─── DATASET EXTRACT ───

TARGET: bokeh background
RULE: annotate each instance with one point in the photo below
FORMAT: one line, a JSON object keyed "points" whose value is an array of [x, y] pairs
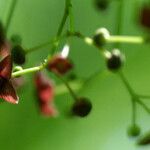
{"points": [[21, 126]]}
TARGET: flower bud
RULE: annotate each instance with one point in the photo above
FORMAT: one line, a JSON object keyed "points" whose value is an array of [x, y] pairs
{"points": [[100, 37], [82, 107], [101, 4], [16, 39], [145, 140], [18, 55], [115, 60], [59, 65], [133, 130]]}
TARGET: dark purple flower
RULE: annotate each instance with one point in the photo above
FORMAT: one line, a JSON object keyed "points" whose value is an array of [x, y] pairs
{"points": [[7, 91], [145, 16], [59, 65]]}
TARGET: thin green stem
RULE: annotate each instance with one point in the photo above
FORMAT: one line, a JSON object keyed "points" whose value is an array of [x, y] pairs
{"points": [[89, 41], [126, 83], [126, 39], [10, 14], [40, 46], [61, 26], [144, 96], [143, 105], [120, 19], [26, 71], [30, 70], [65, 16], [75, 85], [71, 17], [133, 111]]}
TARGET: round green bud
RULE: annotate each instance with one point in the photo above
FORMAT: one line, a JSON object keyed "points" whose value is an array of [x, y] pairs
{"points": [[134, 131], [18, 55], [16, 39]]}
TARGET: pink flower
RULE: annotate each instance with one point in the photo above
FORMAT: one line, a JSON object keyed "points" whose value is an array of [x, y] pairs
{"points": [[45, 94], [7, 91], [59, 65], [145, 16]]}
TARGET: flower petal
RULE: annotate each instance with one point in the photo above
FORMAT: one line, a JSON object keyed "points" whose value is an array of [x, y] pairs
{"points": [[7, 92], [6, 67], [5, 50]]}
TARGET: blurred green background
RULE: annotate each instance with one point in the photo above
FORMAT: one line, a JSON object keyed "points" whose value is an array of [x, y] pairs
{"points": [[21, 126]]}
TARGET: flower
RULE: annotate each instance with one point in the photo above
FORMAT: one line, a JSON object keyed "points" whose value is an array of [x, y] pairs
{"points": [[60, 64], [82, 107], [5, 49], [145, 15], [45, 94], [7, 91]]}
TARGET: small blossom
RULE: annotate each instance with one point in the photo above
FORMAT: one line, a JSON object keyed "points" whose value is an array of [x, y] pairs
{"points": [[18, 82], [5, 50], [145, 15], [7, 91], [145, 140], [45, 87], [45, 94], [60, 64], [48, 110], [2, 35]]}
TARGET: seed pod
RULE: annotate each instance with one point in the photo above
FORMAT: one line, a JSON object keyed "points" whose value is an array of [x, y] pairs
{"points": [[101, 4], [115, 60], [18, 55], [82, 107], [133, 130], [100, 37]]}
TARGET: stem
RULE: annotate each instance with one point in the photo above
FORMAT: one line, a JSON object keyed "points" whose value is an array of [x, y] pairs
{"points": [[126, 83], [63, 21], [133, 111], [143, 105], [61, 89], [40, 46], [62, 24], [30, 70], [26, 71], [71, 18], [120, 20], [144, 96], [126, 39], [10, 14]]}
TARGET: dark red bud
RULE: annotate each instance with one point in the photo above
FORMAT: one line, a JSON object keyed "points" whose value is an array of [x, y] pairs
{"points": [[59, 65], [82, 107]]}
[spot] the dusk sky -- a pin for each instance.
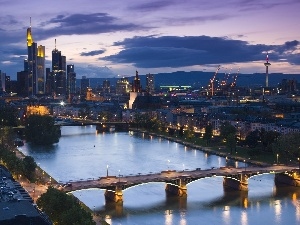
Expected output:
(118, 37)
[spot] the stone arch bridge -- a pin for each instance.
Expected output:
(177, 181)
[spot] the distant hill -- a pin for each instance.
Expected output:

───
─── DATASET EXTRACT ───

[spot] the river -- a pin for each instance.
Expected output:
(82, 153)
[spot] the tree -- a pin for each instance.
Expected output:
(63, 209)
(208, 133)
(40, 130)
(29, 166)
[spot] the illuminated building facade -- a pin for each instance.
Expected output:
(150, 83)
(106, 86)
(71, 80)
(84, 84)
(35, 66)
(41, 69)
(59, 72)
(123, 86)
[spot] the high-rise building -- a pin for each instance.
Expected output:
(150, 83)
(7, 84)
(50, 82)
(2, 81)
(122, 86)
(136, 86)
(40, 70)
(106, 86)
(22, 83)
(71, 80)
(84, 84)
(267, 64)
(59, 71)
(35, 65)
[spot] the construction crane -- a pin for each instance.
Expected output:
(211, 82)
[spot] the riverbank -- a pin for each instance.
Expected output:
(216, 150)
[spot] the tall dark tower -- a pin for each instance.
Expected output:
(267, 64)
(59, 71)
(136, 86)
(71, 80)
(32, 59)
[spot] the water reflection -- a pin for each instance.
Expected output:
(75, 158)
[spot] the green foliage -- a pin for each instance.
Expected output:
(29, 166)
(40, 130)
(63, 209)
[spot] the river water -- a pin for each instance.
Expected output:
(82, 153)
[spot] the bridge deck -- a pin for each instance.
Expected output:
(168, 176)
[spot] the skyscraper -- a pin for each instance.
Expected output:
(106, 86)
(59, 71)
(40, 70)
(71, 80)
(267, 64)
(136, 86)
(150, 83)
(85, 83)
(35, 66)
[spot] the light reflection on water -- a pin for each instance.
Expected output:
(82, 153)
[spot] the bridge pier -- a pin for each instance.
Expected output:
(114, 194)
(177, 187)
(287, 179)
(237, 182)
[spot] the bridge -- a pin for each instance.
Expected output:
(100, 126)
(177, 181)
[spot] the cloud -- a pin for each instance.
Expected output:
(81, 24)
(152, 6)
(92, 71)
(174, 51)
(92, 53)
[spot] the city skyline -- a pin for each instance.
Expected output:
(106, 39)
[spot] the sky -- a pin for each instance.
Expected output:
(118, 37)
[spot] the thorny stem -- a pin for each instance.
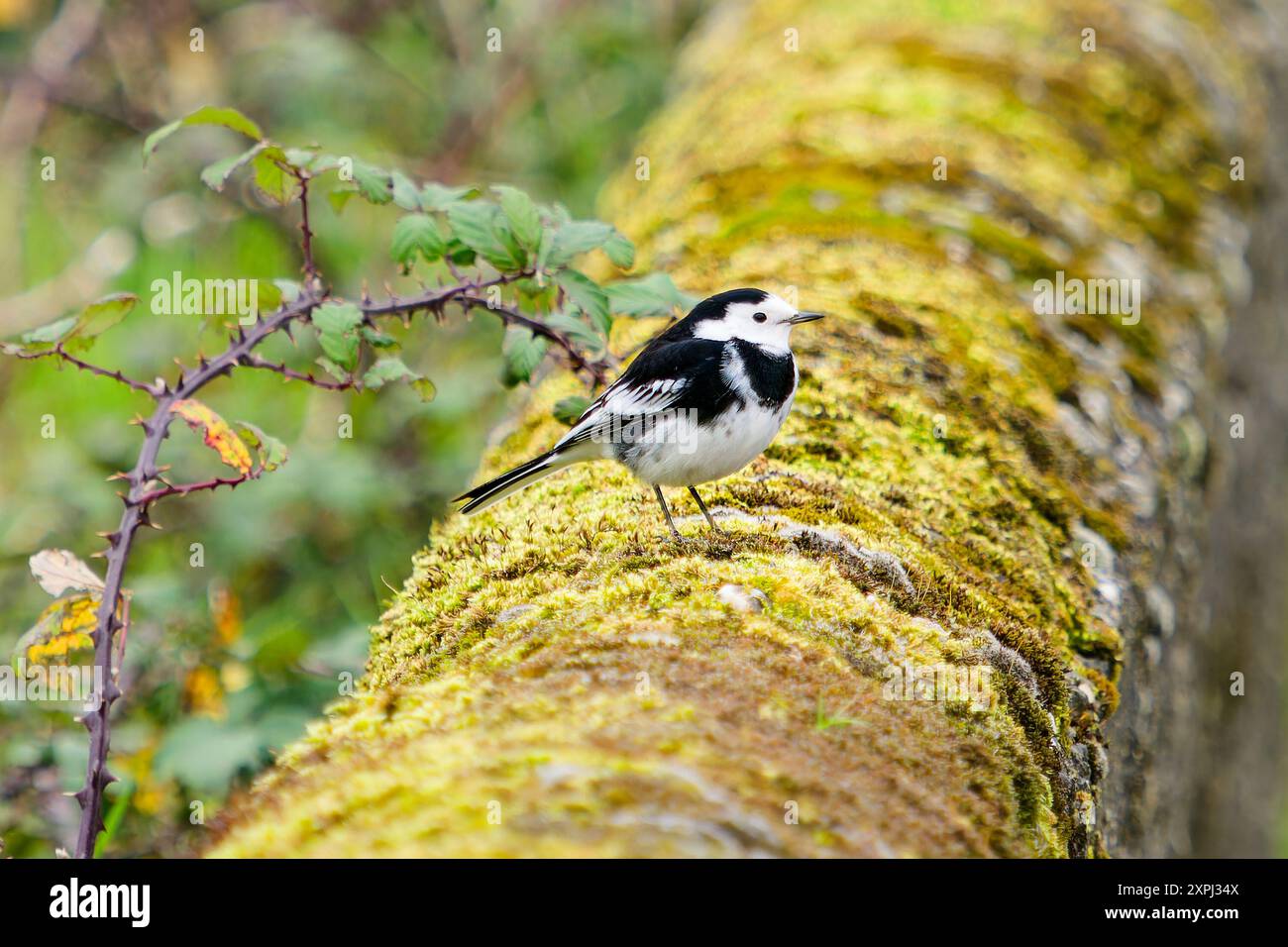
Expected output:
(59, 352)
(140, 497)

───
─── DATASET EXTRACT ───

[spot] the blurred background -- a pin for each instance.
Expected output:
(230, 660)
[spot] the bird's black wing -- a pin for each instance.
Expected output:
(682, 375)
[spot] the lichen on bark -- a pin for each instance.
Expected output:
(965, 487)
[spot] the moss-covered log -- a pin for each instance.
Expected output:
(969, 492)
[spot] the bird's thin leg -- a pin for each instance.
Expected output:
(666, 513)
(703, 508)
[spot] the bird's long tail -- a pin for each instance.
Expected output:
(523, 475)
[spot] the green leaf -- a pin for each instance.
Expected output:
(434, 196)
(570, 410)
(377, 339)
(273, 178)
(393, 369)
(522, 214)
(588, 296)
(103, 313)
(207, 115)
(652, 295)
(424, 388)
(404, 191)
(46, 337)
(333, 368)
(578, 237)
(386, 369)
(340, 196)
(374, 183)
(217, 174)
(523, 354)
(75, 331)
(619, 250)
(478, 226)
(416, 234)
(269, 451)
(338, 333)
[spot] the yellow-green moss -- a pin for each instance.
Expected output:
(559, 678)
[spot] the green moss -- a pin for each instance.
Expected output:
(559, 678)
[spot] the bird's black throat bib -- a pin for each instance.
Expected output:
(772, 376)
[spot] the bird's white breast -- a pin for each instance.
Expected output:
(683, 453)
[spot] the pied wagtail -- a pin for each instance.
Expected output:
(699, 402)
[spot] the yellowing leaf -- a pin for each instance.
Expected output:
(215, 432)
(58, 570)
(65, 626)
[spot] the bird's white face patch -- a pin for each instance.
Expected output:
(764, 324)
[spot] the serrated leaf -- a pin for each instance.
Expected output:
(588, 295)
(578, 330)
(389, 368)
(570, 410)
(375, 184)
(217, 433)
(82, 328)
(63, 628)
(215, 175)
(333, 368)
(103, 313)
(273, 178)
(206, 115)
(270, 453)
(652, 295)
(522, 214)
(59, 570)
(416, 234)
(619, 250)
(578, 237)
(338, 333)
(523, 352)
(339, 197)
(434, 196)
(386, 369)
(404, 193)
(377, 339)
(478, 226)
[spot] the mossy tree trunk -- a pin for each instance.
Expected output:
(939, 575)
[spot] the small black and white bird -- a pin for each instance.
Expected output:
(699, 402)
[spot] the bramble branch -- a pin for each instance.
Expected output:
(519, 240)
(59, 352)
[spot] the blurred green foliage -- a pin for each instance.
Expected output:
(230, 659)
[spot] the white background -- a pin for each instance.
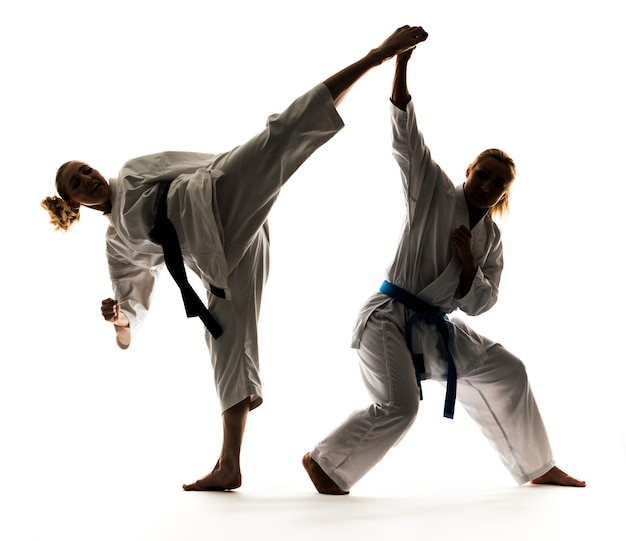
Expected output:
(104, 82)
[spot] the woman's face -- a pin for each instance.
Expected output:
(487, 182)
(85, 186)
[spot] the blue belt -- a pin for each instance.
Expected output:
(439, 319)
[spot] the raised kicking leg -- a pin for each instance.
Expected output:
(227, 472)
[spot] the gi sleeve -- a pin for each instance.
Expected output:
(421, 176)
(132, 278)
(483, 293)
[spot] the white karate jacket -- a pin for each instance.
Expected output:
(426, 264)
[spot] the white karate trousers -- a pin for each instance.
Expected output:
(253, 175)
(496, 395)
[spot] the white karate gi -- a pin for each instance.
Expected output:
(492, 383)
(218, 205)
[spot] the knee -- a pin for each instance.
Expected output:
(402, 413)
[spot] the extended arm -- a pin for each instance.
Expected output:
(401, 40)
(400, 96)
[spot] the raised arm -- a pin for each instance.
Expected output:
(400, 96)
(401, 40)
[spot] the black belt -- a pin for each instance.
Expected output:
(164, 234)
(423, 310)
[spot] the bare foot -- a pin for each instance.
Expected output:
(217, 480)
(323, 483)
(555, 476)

───

| WHAT YOU SHOULD DO |
Only lines that include "green" are counted here. Give their number for the records above and add nothing.

| COMPLETED EXERCISE |
8